── DOCUMENT PASSAGE ──
Akin and McCaskill’s Second Debate Produces One Surprise

Clayton,Mo.–Missouri Democratic Senator Claire McCaskill accused her Republican opponent of paying his female staff members 23% less than his male employees during a debate in suburban St.Louis Thursday night.
It was one of the few pieces of new information that emerged from the 60 minute debate at Clayton High School.
It is the second, and quite likely final, debate between the two US Senate candidates.
McCaskill’s campaign charges Akin with paying male employees on his Congressional staff and average of $15, 872 per quarter, while female staffer earn an average of $12, 872 per quarter.
Akin has been a Member of Congress for 12 years.
During the debate McCaskill cited it as another example of Akin’s lack of understanding of gender equality.
The St. Louis Beacon reports Akin’s Congressional spokesman, Steve Taylor said McCaskill’s claim is wrong.
The Beacon says a taylor says in the second quarter of this year, females staffer were paid, on average $3,158 more then the men on the staff.
───
* _QUESTIONS_:
- a) Reproduce the debate article word for word from "It was one of" to "for 12 years.".
- b) Answer these questions from the debate article:
(i) At what school was the debate held?
(ii) How many years has Akin been a Member of Congress?
(iii) Who is Akin's Congressional spokesman?
- c) Which people does the debate article mention by name?
── GIVEN ENTRIES ──
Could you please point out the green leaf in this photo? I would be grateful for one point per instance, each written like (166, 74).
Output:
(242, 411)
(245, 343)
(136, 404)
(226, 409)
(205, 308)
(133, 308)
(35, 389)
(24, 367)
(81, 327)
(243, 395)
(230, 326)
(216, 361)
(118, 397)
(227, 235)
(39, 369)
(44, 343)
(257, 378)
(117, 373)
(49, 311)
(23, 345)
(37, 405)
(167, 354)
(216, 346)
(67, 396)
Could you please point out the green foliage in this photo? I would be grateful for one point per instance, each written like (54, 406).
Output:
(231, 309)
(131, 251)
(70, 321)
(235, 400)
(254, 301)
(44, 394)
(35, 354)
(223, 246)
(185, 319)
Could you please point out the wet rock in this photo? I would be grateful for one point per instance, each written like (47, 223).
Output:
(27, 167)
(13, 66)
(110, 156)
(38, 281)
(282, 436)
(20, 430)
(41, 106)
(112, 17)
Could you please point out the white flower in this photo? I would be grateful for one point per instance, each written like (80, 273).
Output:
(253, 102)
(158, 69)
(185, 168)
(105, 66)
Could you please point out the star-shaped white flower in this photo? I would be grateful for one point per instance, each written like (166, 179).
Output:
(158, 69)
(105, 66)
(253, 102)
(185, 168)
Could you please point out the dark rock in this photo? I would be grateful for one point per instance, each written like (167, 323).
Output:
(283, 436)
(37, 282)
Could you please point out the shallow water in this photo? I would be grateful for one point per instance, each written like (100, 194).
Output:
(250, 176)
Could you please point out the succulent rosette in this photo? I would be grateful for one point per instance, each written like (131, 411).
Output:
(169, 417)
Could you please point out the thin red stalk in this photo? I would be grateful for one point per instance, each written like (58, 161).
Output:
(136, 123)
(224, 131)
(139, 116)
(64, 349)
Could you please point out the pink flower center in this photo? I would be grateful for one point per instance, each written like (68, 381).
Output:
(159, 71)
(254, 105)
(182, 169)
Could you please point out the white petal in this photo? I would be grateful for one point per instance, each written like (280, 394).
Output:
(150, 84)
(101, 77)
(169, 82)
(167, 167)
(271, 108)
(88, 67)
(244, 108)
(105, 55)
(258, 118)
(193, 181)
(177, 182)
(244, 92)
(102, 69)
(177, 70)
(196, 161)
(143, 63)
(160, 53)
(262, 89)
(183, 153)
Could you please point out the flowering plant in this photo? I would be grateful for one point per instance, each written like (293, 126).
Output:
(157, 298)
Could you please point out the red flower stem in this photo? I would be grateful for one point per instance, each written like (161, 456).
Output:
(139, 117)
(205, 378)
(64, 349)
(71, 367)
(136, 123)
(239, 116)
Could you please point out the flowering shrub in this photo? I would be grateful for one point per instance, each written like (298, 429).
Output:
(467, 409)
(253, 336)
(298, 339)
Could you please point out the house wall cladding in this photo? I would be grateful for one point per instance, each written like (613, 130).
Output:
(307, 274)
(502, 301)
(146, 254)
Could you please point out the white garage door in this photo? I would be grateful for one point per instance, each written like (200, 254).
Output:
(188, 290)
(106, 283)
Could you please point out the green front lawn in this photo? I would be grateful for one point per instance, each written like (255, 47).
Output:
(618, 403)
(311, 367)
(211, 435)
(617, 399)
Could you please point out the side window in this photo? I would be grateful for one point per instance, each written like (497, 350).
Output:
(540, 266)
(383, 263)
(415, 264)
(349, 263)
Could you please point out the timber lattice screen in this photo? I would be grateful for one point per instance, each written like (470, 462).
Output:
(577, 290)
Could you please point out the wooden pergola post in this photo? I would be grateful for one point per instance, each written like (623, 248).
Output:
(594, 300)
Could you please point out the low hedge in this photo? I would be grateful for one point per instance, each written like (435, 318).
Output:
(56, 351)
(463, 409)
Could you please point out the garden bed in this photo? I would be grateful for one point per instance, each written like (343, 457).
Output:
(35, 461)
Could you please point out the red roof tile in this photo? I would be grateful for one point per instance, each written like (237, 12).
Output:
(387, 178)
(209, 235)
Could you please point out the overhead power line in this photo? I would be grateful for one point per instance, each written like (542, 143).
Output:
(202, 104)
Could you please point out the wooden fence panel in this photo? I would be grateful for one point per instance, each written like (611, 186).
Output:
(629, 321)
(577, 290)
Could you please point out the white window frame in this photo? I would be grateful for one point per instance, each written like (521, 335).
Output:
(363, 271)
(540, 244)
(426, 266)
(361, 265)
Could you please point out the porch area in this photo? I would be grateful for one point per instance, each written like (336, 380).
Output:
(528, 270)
───
* _TASK-BY-TASK ANSWERS_:
- a)
It was one of the few pieces of new information that emerged from the 60 minute debate at Clayton High School.
It is the second, and quite likely final, debate between the two US Senate candidates.
McCaskill’s campaign charges Akin with paying male employees on his Congressional staff and average of $15, 872 per quarter, while female staffer earn an average of $12, 872 per quarter.
Akin has been a Member of Congress for 12 years.

- b)
(i) Clayton High School
(ii) 12 years
(iii) Steve Taylor

- c) Claire McCaskill, Akin, Steve Taylor